▶ _What to work on_:
Go line by line through the data below and count those with the string "husky". Give the number only.

(Extracted data entries)
= Beginning of Section =

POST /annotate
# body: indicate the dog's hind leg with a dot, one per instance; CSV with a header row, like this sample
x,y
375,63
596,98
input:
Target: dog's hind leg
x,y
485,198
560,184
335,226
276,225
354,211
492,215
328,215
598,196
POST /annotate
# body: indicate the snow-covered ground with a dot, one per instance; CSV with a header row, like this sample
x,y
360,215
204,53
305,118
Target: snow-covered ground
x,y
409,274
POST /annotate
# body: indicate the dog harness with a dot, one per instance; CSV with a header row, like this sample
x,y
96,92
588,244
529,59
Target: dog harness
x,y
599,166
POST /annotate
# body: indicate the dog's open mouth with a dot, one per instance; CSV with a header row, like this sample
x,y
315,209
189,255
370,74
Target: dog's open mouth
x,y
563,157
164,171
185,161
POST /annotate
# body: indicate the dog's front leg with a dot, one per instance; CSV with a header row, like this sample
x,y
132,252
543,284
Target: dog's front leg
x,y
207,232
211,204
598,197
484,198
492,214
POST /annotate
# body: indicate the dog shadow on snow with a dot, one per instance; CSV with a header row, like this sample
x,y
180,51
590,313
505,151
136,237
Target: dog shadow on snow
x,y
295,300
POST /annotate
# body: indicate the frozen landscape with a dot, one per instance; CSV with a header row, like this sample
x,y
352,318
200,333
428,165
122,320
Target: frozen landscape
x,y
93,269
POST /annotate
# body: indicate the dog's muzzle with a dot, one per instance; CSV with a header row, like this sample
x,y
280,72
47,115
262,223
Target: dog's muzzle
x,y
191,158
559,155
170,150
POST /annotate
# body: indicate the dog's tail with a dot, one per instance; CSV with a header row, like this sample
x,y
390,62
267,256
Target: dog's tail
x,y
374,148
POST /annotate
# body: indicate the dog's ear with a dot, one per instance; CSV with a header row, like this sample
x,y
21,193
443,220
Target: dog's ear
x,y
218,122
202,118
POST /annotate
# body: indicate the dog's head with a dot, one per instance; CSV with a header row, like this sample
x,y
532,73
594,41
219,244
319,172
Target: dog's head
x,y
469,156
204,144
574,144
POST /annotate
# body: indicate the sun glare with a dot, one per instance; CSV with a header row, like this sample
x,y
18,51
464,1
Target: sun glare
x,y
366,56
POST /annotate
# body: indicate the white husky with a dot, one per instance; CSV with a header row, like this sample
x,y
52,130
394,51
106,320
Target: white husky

= End of Section =

▶ _Solution to this exercise_:
2